--- start of Supplied records ---
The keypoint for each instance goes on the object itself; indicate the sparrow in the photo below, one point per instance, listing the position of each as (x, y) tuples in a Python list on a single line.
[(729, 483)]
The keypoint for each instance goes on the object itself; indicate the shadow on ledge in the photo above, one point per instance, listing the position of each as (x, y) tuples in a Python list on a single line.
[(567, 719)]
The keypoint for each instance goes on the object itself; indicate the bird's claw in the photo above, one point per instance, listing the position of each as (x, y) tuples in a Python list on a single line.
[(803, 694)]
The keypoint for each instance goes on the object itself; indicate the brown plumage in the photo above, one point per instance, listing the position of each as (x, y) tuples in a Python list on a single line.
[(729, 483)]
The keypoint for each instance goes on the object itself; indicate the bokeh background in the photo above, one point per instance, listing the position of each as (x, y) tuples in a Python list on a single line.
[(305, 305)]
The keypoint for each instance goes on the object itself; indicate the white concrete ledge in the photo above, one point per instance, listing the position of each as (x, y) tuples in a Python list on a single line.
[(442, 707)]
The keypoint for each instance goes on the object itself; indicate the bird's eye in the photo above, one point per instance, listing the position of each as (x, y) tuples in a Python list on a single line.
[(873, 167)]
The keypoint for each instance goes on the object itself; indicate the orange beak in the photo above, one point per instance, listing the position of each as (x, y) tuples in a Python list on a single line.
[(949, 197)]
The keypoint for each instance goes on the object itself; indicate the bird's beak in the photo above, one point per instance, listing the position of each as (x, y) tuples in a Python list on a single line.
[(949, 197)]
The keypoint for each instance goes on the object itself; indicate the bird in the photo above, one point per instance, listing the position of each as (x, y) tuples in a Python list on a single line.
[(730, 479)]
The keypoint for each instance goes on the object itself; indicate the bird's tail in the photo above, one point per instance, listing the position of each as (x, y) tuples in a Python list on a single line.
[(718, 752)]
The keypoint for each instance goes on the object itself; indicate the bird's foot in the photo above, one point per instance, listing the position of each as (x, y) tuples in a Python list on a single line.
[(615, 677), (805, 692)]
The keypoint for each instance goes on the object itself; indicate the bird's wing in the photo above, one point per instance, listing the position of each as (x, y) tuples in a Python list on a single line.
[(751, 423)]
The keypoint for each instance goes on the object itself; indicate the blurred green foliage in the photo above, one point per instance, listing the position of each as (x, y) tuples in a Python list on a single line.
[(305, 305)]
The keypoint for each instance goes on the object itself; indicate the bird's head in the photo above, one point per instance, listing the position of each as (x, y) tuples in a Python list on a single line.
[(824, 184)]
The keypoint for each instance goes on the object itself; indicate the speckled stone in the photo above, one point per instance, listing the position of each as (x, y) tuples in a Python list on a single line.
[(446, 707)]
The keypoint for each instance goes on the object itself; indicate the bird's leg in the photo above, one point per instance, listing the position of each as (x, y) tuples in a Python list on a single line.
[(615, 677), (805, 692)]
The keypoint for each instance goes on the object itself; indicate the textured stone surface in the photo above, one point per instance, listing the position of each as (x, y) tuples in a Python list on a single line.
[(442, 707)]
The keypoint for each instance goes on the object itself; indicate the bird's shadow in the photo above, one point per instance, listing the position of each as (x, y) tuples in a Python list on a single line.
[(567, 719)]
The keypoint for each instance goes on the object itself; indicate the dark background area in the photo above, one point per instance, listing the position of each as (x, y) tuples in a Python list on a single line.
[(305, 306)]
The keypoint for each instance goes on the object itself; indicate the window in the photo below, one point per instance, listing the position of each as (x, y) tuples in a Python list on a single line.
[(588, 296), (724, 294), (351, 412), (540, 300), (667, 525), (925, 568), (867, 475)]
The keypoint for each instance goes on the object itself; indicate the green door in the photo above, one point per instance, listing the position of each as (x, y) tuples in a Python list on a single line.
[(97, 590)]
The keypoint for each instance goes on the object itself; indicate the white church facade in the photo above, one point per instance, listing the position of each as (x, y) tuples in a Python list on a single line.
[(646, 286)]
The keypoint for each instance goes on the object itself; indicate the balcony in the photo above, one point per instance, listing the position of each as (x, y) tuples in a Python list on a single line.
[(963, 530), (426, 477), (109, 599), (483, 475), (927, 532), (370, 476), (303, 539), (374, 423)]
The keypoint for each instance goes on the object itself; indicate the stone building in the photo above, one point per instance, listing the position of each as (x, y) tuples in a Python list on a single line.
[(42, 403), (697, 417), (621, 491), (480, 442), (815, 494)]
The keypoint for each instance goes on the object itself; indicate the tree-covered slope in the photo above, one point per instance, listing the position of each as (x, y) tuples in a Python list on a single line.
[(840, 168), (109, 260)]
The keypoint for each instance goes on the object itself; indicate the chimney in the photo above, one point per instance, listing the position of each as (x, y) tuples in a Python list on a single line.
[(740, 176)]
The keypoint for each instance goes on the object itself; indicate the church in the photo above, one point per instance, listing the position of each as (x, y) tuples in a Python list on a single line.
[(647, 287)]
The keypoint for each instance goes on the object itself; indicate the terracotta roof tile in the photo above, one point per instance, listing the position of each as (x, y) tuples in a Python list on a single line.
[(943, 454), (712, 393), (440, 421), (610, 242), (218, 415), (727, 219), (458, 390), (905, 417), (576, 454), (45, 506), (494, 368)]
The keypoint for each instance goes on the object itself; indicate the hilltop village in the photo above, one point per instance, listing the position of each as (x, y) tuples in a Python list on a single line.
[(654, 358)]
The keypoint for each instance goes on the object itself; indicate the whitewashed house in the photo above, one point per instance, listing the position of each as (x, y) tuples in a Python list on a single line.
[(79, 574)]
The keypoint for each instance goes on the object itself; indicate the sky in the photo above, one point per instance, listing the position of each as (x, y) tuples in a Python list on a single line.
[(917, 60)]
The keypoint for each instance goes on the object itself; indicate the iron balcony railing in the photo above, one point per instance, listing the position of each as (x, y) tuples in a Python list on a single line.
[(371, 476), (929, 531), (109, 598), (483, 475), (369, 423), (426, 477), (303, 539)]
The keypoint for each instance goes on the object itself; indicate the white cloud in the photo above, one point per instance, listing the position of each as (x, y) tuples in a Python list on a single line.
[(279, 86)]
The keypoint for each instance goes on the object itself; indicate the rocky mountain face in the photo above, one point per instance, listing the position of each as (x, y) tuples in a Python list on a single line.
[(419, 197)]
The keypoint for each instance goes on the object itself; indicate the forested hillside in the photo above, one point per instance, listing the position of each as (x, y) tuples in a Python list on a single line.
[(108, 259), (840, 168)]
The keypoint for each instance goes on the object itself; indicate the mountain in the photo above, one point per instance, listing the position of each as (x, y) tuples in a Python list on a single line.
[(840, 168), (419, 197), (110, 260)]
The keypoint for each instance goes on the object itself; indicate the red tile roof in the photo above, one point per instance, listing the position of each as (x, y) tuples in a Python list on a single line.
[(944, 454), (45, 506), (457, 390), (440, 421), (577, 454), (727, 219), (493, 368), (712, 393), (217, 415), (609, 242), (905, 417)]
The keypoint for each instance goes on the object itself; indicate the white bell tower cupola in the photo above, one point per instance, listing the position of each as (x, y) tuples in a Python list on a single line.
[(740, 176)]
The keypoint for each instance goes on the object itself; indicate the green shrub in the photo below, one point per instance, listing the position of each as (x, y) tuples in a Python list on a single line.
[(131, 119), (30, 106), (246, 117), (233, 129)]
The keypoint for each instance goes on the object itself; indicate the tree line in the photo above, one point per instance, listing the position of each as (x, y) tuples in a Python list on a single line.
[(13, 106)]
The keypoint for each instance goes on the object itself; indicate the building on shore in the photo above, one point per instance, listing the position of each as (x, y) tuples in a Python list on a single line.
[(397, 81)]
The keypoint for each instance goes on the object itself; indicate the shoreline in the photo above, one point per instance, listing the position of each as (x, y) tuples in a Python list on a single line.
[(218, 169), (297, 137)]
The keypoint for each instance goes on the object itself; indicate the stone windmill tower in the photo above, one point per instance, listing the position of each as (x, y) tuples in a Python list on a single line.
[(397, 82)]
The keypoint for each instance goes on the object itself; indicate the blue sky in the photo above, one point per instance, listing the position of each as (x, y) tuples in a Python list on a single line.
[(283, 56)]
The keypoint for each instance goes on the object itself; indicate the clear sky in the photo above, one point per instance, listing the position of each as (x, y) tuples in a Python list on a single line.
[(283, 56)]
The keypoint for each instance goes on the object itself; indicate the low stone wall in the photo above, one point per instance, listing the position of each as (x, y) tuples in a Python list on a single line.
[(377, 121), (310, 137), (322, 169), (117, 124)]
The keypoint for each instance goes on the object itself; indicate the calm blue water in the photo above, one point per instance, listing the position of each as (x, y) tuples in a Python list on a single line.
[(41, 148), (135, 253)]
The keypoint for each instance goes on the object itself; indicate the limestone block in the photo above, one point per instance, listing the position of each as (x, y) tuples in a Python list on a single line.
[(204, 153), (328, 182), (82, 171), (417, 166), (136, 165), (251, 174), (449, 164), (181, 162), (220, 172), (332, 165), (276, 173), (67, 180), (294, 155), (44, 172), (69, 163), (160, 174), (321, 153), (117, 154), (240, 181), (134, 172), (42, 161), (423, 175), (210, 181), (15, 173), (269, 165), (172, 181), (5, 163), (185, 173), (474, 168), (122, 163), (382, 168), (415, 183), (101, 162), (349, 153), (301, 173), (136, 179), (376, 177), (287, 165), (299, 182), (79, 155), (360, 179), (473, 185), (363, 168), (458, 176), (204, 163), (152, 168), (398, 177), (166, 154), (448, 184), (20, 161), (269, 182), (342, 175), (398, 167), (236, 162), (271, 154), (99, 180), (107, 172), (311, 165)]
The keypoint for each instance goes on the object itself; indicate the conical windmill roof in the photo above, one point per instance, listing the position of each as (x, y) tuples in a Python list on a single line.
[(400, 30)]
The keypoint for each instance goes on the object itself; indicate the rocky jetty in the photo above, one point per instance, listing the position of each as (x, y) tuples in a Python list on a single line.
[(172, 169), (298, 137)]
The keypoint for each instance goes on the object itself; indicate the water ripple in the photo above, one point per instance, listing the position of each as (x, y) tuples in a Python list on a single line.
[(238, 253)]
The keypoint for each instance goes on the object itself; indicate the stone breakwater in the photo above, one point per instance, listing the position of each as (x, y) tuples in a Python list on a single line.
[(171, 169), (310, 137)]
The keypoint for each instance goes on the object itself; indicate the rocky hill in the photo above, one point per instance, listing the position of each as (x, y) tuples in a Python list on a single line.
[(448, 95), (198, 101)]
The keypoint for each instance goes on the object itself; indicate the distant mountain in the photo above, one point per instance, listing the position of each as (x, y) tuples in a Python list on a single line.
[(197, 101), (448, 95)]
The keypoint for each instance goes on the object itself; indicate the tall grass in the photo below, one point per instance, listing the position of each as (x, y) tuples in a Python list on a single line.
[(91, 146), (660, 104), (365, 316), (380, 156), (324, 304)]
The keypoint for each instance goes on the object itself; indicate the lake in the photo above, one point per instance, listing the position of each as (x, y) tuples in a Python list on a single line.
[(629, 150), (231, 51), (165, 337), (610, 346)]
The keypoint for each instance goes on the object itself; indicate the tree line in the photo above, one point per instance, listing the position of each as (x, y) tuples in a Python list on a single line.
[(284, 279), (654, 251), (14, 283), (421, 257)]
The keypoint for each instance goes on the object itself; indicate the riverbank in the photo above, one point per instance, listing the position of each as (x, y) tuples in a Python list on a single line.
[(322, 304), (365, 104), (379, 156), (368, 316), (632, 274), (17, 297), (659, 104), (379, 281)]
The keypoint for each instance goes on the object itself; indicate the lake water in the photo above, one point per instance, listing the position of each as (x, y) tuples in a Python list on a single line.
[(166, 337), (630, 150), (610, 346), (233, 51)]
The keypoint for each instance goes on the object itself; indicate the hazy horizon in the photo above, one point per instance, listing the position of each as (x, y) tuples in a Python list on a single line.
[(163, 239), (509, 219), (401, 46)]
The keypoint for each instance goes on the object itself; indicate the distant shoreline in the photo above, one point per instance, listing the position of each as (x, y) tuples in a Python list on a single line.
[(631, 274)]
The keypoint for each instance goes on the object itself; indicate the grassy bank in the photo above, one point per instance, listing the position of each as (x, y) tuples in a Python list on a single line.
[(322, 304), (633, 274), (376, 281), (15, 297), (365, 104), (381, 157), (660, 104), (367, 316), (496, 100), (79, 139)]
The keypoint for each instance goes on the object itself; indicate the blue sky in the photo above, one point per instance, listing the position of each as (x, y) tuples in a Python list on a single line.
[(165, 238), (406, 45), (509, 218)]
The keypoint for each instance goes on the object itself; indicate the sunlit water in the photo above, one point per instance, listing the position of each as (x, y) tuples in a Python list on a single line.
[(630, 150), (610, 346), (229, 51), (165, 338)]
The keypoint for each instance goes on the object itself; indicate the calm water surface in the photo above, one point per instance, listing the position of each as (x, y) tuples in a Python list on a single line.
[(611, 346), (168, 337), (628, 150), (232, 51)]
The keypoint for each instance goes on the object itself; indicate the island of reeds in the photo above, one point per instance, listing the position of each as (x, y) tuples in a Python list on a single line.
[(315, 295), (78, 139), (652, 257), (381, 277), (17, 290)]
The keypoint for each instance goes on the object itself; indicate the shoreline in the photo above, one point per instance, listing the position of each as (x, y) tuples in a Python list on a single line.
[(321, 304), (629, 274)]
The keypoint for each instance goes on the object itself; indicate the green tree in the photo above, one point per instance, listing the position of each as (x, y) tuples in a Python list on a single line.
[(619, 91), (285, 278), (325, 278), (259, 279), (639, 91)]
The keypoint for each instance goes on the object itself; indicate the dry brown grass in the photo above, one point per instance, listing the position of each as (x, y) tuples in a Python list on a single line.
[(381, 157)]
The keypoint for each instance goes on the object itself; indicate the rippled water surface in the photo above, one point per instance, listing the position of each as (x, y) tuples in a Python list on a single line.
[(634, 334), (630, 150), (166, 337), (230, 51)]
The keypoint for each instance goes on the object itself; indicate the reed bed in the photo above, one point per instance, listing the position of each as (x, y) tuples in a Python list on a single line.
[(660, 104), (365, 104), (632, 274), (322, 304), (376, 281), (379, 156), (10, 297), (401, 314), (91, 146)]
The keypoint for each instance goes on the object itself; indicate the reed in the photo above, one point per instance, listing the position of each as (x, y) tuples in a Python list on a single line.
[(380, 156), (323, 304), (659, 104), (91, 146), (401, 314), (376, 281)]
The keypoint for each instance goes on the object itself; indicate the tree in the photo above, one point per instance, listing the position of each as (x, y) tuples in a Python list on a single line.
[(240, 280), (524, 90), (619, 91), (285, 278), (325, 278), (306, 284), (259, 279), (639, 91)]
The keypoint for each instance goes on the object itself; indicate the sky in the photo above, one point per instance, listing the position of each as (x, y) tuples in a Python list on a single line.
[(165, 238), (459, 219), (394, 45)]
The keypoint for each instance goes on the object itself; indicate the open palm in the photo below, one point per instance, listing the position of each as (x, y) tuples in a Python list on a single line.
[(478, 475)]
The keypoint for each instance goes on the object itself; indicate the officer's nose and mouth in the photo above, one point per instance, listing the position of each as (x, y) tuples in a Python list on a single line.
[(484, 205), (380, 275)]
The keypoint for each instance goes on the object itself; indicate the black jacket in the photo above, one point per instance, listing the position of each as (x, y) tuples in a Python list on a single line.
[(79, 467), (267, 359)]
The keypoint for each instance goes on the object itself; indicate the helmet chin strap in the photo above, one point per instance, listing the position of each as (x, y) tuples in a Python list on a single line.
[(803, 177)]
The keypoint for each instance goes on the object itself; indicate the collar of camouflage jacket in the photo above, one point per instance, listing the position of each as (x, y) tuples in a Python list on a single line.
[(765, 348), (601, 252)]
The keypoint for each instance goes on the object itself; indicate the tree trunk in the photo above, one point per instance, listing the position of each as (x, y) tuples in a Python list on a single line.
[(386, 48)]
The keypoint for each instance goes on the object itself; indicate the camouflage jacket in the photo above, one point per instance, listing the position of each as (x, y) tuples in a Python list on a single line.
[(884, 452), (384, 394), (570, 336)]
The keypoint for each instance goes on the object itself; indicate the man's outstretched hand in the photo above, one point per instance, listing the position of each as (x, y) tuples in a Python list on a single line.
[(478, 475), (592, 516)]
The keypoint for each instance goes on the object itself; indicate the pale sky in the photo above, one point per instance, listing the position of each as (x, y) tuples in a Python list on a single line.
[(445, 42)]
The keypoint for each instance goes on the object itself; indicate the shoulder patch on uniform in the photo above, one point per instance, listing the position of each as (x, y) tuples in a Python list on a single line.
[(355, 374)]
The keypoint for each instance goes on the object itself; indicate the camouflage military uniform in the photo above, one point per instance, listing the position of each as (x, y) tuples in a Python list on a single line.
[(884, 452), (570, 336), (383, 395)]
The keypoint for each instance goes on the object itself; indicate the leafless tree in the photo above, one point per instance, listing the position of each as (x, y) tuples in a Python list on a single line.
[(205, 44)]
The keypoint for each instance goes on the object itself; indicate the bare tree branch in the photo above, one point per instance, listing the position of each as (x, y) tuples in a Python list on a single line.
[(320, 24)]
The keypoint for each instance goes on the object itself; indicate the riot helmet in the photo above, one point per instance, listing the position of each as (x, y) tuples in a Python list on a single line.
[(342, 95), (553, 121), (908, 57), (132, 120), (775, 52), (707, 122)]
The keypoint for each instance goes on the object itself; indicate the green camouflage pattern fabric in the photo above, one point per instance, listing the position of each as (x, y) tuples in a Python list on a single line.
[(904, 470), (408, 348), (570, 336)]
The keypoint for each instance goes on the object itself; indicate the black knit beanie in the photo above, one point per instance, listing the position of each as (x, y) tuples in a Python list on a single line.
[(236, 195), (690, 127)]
--- end of Supplied records ---
* [Written problem] Please copy the material from its beginning through the line containing "[(803, 694)]", changing "keypoint" to "marker" and leaving everything else unchanged.

* [Final result]
The marker for each instance goes on the object itself; indicate the sparrow in the photo below, one point per instance, listing the position of each as (x, y) tuples in a Python list on a single line.
[(729, 483)]
The marker for each instance goes on the object itself; indicate the shadow on ledge in the photo above, one point per instance, listing the position of each as (x, y) tuples in a Python list on a single line.
[(567, 719)]
The marker for each instance goes on the object itself; indicate the bird's claw in the photo above, one point per instance, listing the position of each as (x, y) tuples in a Python list on a single line.
[(803, 694)]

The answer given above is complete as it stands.